_MATERIALS PROVIDED_
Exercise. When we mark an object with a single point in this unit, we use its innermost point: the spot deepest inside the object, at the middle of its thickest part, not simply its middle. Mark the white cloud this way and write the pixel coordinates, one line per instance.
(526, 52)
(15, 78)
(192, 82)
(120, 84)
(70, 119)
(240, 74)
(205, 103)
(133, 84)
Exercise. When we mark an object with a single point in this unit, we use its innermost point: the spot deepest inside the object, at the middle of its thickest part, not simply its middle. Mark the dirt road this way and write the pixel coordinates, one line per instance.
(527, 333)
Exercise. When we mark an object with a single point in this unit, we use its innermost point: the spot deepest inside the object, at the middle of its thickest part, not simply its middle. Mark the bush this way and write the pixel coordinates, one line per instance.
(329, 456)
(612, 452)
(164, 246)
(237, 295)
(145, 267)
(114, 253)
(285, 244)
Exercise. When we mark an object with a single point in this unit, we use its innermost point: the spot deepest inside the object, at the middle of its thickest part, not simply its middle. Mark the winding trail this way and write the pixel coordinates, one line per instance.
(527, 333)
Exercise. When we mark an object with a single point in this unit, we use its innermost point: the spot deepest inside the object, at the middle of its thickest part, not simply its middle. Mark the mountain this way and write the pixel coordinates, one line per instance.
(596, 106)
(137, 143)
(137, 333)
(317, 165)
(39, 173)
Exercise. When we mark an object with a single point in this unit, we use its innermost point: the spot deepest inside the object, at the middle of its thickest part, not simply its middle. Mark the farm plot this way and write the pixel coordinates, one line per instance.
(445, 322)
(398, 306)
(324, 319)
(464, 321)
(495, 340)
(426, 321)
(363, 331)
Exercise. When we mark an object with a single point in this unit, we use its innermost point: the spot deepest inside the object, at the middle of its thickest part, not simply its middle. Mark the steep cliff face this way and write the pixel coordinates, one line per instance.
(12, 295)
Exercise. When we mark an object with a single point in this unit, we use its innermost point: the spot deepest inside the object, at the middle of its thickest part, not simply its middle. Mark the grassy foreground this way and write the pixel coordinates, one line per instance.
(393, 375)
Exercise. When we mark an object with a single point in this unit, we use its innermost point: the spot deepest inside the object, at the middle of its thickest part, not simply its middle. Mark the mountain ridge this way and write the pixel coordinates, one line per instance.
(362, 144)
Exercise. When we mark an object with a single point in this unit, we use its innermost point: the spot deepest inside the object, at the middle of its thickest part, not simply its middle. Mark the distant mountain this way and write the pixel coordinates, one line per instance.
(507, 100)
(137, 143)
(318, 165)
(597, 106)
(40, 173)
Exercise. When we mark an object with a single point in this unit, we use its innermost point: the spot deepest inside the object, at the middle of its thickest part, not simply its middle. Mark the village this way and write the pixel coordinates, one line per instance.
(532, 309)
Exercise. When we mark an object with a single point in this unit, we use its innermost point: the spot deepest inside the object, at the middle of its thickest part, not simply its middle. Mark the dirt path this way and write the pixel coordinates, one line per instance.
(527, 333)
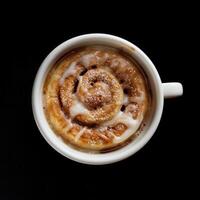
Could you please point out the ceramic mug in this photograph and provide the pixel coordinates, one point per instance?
(159, 92)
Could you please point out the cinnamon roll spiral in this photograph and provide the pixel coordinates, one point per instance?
(95, 98)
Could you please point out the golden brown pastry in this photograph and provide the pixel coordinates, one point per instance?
(95, 98)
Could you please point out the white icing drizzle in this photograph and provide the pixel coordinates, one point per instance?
(85, 60)
(125, 118)
(77, 107)
(79, 134)
(69, 71)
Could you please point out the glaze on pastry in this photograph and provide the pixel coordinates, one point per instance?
(96, 98)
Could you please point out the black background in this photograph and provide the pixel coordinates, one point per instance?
(30, 168)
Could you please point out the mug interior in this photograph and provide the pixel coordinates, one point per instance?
(153, 80)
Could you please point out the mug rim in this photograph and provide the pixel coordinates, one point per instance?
(76, 155)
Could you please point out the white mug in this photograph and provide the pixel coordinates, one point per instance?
(159, 92)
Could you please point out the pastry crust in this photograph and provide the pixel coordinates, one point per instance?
(95, 98)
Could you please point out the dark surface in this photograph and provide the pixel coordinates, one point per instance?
(29, 167)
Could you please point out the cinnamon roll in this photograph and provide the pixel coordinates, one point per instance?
(96, 98)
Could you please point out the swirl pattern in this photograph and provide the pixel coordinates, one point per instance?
(96, 98)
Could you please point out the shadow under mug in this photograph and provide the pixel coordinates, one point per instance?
(159, 92)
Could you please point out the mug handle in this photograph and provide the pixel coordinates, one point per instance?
(173, 89)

_OBJECTIVE_
Can you repeat every one of the entries above word for word, leaving the pictures out?

_CORRECT ANSWER_
Exercise. When we mark an object with a single point in this unit, we use its innermost point: the spot deepest inside the object, at the middle of its thickest part, not simply its middle. Mark the white cloud this way and write the pixel coordinates, one line per instance.
(526, 52)
(15, 78)
(192, 82)
(120, 84)
(70, 119)
(240, 74)
(205, 103)
(133, 84)
Exercise. When we mark an object with a single point in this unit, we use its innermost point: the spot deepest inside the object, at the middle of its thickest part, not simply its middle. Mark the dirt road this way and write the pixel coordinates, one line per instance.
(527, 333)
Exercise. When we mark an object with a single point in this unit, we use its innermost point: the spot deepest inside the object, at the middle of its thickest part, not simply its middle. Mark the bush this way and write the pixel coordinates, one line per instance.
(329, 456)
(612, 452)
(164, 246)
(237, 295)
(145, 267)
(114, 253)
(285, 244)
Exercise. When we mark an object with a single point in this unit, we use its innermost point: the spot deepest inside the object, at the middle of its thickest part, not simply its middle. Mark the winding trail this way and write the pixel coordinates, one line per instance.
(527, 333)
Exercise. When we mark an object with a single point in this unit, we use its innermost point: the spot deepest inside the object, at the middle of its thickest part, not simply its middle. Mark the mountain this way and write the pixel coordinates, one line per instance.
(596, 106)
(137, 143)
(137, 333)
(317, 165)
(39, 173)
Exercise. When we mark an object with a single point in this unit, we use its innermost point: the spot deepest inside the object, at the middle of its thickest part, not simply its middle. Mark the farm plot this way and write the pixel coordinates, one line per instance.
(445, 322)
(398, 306)
(324, 319)
(464, 321)
(495, 340)
(426, 321)
(363, 331)
Exercise. When we mark an object with a single point in this unit, we use its innermost point: the spot deepest inside the object, at the middle of its thickest part, not simply its middle. Mark the steep cliff face this way and write the pixel coordinates, one line per instance.
(12, 295)
Exercise. When we mark an object with a single point in this unit, we use its innermost point: the spot deepest inside the object, at the middle of its thickest part, not simply its middle. Mark the grassy foreground this way and write the pixel coordinates, one line per instance.
(393, 375)
Exercise. When we mark an object with a single point in this unit, we use its innermost point: the spot deepest inside the object, at the middle of its thickest part, not simply its middle. Mark the mountain ridge this way and write the pixel coordinates, one line per instance.
(362, 144)
Exercise. When we mark an object with a single point in this unit, we use its innermost point: the spot deepest inside the object, at the middle of its thickest part, not simply its middle. Mark the distant mountain this way and write the pixel coordinates, one line per instance.
(507, 100)
(137, 143)
(318, 165)
(597, 106)
(40, 173)
Exercise. When we mark an object with a single point in this unit, we use its innermost point: the spot deepest inside the object, at the middle of its thickest part, not simply its middle. Mark the village this way and write the pixel coordinates, one line per instance.
(532, 309)
Exercise. When we mark an object with a single point in this unit, we use its innermost point: the spot deepest inside the object, at the middle of its thickest part, not simply its middle. Mark the dirt path this way and write the pixel coordinates, one line per instance.
(527, 333)
Could you please point out the ceramic mug in this photograph and provide the pixel coordinates, one point per instance?
(159, 92)
Could you please point out the cinnamon roll spiral in this photograph and provide the pixel coordinates, one point per instance?
(95, 98)
Could you please point out the golden brown pastry in this photograph and provide the pixel coordinates, one point per instance?
(95, 98)
Could you please point out the white icing drizzle in this photograph and provide the pixel coordinates, one point per instance?
(85, 60)
(125, 118)
(77, 107)
(79, 134)
(69, 71)
Could you please point out the glaze on pastry in this photograph and provide the pixel coordinates, one point per instance?
(96, 98)
Could you please point out the black background in this photograph and provide the pixel coordinates, one point per instance?
(30, 168)
Could you please point out the mug interior in this photograph and provide the pixel coordinates, one point per instance?
(153, 80)
Could you please point out the mug rim in this photograph and provide the pixel coordinates, one point per instance?
(76, 155)
Could you please point out the white mug in this photograph and provide the pixel coordinates, one point per instance?
(159, 92)
Could you please point out the pastry crust in this photograph and provide the pixel coordinates, one point per instance?
(95, 98)
Could you please point out the dark surface in this photograph and provide the pixel coordinates, one point per instance?
(29, 167)
Could you please point out the cinnamon roll in this photograph and provide the pixel coordinates, one point per instance?
(96, 98)
Could you please point out the swirl pattern in this photograph and provide the pixel coordinates, one point per instance?
(96, 98)
Could you please point out the shadow under mug in this photograph and provide the pixel coordinates, one point per instance?
(159, 92)
Could you please point out the mug handle in this photograph and provide the pixel coordinates, one point per instance?
(173, 89)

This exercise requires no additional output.